_TEXT SEGMENT_:
I've been busy doing a few things with my laptops installed PBI's today, got a chance to try out BPM. That is the Bsd Ports Manipulator. It's a development build and warns you as such on start up.
During the install it prompts you if you want to install the ports collection, I think it should only ask if you have not installed ports but it asked me any way. Reminds me I need to cvsup later. One fatal flaw in the BPM PBIs script is that it does not work on the PC-BSD 1.3Beta which changed from cvsup to csup. I posted on the forums about it. If some one needs to install the ports tree they can use the PC-BSD System program to fetch ports (via the "tasks" tab). K-Menu->Settings->System Administration if you care. There is also the portsnap method and CVSUP/CSUP for command line usage.

_INFORMATION PROVIDED_:

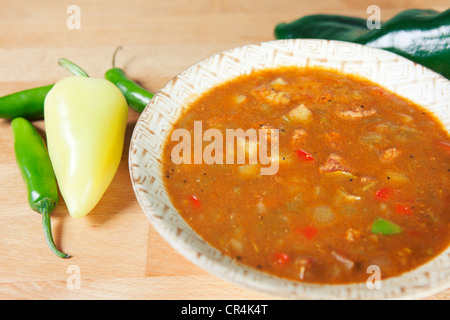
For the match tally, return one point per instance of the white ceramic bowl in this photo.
(389, 70)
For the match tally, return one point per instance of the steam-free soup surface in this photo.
(363, 178)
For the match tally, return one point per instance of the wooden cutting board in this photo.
(116, 252)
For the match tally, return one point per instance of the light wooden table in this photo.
(116, 252)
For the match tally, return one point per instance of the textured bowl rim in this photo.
(423, 281)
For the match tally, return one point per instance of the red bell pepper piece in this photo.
(403, 209)
(384, 193)
(281, 258)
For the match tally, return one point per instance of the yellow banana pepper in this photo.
(85, 121)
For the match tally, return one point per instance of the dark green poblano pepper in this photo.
(422, 36)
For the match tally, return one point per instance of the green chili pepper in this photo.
(136, 96)
(37, 172)
(422, 36)
(27, 103)
(382, 226)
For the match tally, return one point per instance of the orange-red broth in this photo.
(361, 153)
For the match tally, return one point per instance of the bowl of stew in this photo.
(303, 169)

_WHAT YOU NEED TO DO_:
**a.** Restate word for word everything in the post about the Bsd Ports Manipulator from "I've been busy" down to "on start up.".
**b.** Quote everything in the entries from the line containing "stew in this photo." down to the end of the entries.

_SOLUTIONS BELOW_:
**a.**
I've been busy doing a few things with my laptops installed PBI's today, got a chance to try out BPM. That is the Bsd Ports Manipulator. It's a development build and warns you as such on start up.

**b.**
For the match tally, return one point per instance of the bowl of stew in this photo.
(303, 169)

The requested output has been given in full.